### Work instructions:
Leave every picture behind and copy the rest of the entries below exactly.

### Material provided:
####
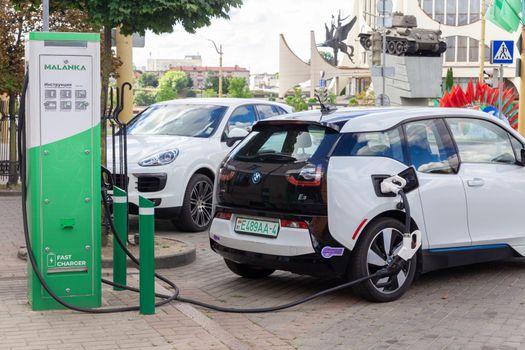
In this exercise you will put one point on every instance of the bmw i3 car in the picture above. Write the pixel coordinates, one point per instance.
(301, 194)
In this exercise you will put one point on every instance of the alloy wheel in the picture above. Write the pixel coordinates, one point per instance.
(385, 244)
(201, 203)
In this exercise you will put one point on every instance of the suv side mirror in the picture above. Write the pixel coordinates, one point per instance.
(235, 134)
(521, 161)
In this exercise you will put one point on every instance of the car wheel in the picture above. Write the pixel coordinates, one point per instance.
(248, 271)
(375, 248)
(196, 211)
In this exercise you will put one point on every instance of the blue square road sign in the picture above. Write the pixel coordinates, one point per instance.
(501, 51)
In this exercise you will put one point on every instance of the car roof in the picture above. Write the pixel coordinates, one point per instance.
(223, 101)
(368, 119)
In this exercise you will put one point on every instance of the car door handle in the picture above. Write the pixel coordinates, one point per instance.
(476, 182)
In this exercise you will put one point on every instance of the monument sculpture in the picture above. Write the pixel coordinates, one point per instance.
(336, 35)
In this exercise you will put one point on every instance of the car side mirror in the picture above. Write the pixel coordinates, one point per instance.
(235, 134)
(521, 161)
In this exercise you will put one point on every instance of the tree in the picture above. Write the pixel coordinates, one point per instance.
(144, 98)
(148, 79)
(238, 88)
(158, 16)
(449, 80)
(171, 84)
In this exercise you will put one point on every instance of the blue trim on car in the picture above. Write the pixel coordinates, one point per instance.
(473, 247)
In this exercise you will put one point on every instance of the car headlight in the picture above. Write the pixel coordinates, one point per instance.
(161, 158)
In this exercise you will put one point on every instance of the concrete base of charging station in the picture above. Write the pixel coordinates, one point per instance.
(169, 252)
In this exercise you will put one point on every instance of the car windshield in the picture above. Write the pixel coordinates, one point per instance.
(286, 143)
(195, 120)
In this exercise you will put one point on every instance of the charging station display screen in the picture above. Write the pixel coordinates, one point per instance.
(66, 87)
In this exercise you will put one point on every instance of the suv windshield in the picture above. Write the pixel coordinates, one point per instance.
(287, 143)
(195, 120)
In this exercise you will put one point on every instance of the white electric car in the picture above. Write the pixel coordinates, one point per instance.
(301, 193)
(175, 147)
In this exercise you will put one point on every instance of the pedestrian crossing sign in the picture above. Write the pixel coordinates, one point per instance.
(502, 51)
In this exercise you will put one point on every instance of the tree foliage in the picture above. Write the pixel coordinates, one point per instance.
(144, 98)
(170, 84)
(148, 79)
(238, 88)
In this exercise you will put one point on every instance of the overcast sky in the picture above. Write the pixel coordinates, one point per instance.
(250, 38)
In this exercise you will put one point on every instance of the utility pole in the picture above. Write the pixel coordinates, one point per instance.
(45, 15)
(521, 118)
(219, 51)
(482, 42)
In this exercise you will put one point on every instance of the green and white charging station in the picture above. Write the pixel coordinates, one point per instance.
(63, 167)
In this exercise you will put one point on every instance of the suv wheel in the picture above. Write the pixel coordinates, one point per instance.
(248, 271)
(196, 210)
(377, 245)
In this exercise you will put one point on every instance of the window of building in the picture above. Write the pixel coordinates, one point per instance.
(462, 47)
(450, 54)
(452, 12)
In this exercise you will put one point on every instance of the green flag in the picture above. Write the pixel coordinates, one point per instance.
(506, 14)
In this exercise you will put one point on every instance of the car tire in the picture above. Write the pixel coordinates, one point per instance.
(369, 255)
(196, 210)
(248, 271)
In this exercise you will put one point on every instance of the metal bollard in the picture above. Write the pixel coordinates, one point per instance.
(147, 256)
(120, 214)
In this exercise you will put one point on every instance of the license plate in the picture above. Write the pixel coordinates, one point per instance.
(257, 227)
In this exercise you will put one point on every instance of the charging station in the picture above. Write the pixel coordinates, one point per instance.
(63, 167)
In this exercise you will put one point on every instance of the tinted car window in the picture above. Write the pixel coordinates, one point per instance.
(242, 117)
(480, 141)
(517, 146)
(177, 119)
(372, 144)
(267, 111)
(287, 143)
(430, 147)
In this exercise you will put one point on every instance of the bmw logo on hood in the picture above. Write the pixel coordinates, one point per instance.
(256, 177)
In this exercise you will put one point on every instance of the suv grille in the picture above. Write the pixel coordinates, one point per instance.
(151, 182)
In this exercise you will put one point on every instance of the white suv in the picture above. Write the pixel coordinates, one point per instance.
(175, 147)
(302, 193)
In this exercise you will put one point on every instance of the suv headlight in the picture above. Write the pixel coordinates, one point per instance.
(160, 158)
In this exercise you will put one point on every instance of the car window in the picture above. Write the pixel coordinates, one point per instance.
(517, 146)
(480, 141)
(267, 111)
(430, 147)
(288, 143)
(195, 120)
(372, 144)
(242, 117)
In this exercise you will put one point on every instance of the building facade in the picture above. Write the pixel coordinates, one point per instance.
(199, 75)
(460, 23)
(164, 64)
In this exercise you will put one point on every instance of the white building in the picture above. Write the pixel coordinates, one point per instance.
(164, 64)
(459, 20)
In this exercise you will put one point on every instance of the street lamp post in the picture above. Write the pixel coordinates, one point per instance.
(219, 51)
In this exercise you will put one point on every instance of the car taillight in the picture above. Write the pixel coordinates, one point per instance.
(294, 224)
(308, 176)
(224, 215)
(226, 174)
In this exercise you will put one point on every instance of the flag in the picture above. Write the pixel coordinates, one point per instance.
(506, 14)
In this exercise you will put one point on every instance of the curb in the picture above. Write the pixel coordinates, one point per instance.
(164, 262)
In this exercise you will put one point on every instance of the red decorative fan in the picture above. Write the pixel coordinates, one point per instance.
(484, 98)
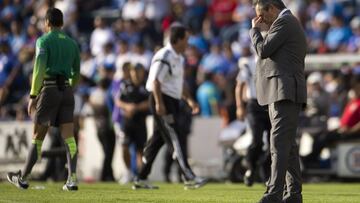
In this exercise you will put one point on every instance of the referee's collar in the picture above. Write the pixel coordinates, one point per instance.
(171, 48)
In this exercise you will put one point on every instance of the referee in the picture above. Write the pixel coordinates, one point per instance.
(258, 119)
(56, 71)
(165, 83)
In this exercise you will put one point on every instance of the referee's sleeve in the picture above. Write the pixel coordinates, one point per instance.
(41, 57)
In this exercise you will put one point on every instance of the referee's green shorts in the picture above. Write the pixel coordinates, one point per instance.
(55, 107)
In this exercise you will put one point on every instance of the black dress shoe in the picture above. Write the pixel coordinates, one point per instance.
(293, 199)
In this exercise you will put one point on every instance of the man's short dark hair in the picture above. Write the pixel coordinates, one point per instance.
(177, 32)
(55, 17)
(265, 4)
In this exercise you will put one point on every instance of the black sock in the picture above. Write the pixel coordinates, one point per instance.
(34, 153)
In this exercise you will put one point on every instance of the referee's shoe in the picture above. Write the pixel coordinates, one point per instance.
(143, 184)
(195, 183)
(71, 184)
(15, 179)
####
### Response:
In this exercise you will put one point on every instance of the bmw i3 car in the picture above. Write the pixel coordinates, one point per instance.
(301, 194)
In this exercise you will put one point on every instance of the alloy wheel in the picture above. Write the pixel coordinates, one point per instance.
(385, 244)
(201, 203)
In this exercise you will put one point on every instance of the suv side mirror in the picture above. Write the pixel coordinates, one point per instance.
(235, 134)
(521, 161)
In this exercise you will put one point on every instance of the car wheel in the picture above. Write the pixel coordinates, one point per instance.
(248, 271)
(375, 248)
(196, 211)
In this exercise you will put one point on every instance of the blue square road sign in the picture above. Write the pixel coordinates, one point per instance.
(501, 51)
In this exercise you will put one point on every instance of the car roof in the picture above. Write the pixel coordinates, one point per instance.
(223, 101)
(368, 119)
In this exercise you will put one point on every instance of the car door handle in the picture above. Write the pixel coordinates, one point per instance.
(476, 182)
In this exercise you will put one point on every instance of the monument sculpture in the picture above. Write the pixel coordinates, one point per instance.
(336, 35)
In this exercise you will put one point on every instance of the car side mirror in the picture above. Write the pixel coordinates, one point per instance.
(235, 134)
(521, 161)
In this exercise you will put one point on every instance of the tree in the picture above. Write the pixel coordinates, one point per instance.
(144, 98)
(148, 79)
(238, 88)
(158, 16)
(449, 80)
(171, 84)
In this exercise you will put one point on every instance of the blue trim on car in the picture above. Write the pixel coordinates, one point per instance.
(473, 247)
In this exercise you will put one point on every instance of the car headlight in the picture above. Write the pixel coordinates, one point per instance.
(161, 158)
In this exercise you will put one point on every instance of the concrete base of charging station in the picture above. Write the pixel coordinates, one point per instance.
(169, 252)
In this exercise you will put one point on every instance of the car windshield in the picture above. Write the pixel coordinates, one point per instance.
(286, 143)
(195, 120)
In this exercise you will put one point on every instance of the charging station display screen in the picture above. Write the pixel coordinates, one point per instance.
(66, 87)
In this exercise you will put one point on every instance of the suv windshield in the picture above. Write the pixel coordinates, one point per instance.
(287, 143)
(195, 120)
In this exercise you will put one point on every instance of the white electric car in the picture above. Write the pixel coordinates, one point per instance.
(301, 193)
(175, 147)
In this exercise you will put one point on every instance of the pedestrian crossing sign in the picture above. Write the pixel coordinates, one point per instance.
(502, 51)
In this exercise you will put one point on every instance of the tree foliage in the picture above. Write the pixel coordinates, one point per instance.
(144, 98)
(170, 84)
(148, 79)
(238, 88)
In this exercise you will put one point on every instance of the overcast sky in the picture above. Write the pixel coordinates, one point per instance.
(250, 38)
In this exercise you will put one point on every instance of the utility pole in the picture above. Write the pixel coordinates, one point per instance.
(45, 15)
(521, 118)
(219, 51)
(482, 42)
In this exercise you will put one point on every instance of the green and white charging station in the picture above. Write the pixel coordinates, one point per instance.
(63, 167)
In this exercise you will put one point on every instance of the suv wheel in the picture above. Write the pixel coordinates, one point per instance.
(248, 271)
(196, 210)
(377, 245)
In this exercise you will put one point on every instance of the window of building in the picture above. Write the pixel coordinates, one point per instance.
(462, 47)
(450, 54)
(452, 12)
In this exercise you will put one point on every instance of the green flag in the picture above. Write the pixel coordinates, one point per instance.
(506, 14)
In this exercise you will put one point on every instance of the car tire in the picture above. Write the pixel coordinates, one point per instance.
(369, 255)
(196, 210)
(248, 271)
In this exercise you will put one point on every instance of the metal bollard in the picture above. Write the pixel coordinates, one point per instance.
(147, 256)
(120, 214)
In this exercise you will put one point on every instance of the license plate in the picture above. Write the pixel coordinates, one point per instance.
(257, 227)
In this exercise you will put one point on every instance of the charging station in the picture above. Write the pixel coordinates, one point per instance.
(63, 167)
In this exercise you will put one point on every instance of the tinted car window in the picture above. Write the pixel coordinates, one point per instance.
(242, 117)
(480, 141)
(517, 146)
(177, 119)
(372, 144)
(267, 111)
(287, 143)
(430, 147)
In this exercise you will put one point on every instance of the bmw logo on hood in the picture above. Write the pixel coordinates, one point per instance.
(256, 177)
In this exercise you will put one point on every instance of the suv grille in the picture above. Write the pixel coordinates, one point per instance.
(151, 182)
In this exercise you will put one point on every instance of the white suv in the picture above. Write the pixel coordinates, one point per instance.
(175, 147)
(302, 193)
In this exercise you will put one point on every instance of the suv headlight in the picture above. Write the pixel coordinates, one point per instance.
(160, 158)
In this exercise you will put one point on every instance of the car window in the picture above. Write the pixel coordinates, one point per instance.
(517, 146)
(480, 141)
(267, 111)
(430, 147)
(288, 143)
(195, 120)
(372, 144)
(242, 117)
In this exercise you will put one point on every instance of the building facade in the picture above. Write the pixel coordinates, one point per instance.
(199, 75)
(460, 23)
(164, 64)
In this exercise you will put one point on every instance of the white building in the picture above. Write the pixel coordinates, one point per instance.
(164, 64)
(459, 20)
In this exercise you will put one point on every instance of the street lamp post in the picture above. Write the pixel coordinates, one point per instance.
(219, 51)
In this exercise you will put one point on every instance of the car taillight in the picture above. Write the pixel coordinates, one point per instance.
(294, 224)
(308, 176)
(224, 215)
(226, 174)
In this exercise you will put one point on every instance of the flag in the picture above. Write the pixel coordinates, one point per instance.
(506, 14)
In this exercise you will put one point on every instance of the curb in the picture above. Write the pixel coordinates, one point per instance.
(164, 262)
In this exercise you will put one point on every instance of the red decorative fan in the picture above. Write the pixel coordinates, one point per instance.
(484, 98)
In this exercise you will put one point on every instance of the referee's collar in the picture above. Write the pixel coordinates, one point per instance.
(171, 48)
In this exercise you will put one point on every instance of the referee in the picture above. Write the pixel coordinates, one point per instance.
(258, 119)
(56, 71)
(165, 83)
In this exercise you will put one point on every instance of the referee's sleeve in the picture above. Write the pixel coordinates, one point per instance.
(41, 57)
In this exercise you will put one point on every instance of the referee's green shorts in the picture above. Write the pixel coordinates, one point per instance.
(55, 107)
In this exercise you will put one point on every instance of the black dress shoe in the picture above. Write the pixel coordinates, one point per instance.
(293, 199)
In this exercise you will put one point on every instance of the man's short dark hair in the picture above. Write the pixel coordinates, one point per instance.
(177, 32)
(55, 17)
(265, 4)
In this exercise you will put one point on every instance of the black sock in the picture above. Write the pixel coordinates, one point per instance.
(34, 153)
In this exercise you will put one point on every instance of the referee's shoe in the picture above. Write the pixel coordinates, one point per instance.
(143, 184)
(195, 183)
(71, 184)
(15, 179)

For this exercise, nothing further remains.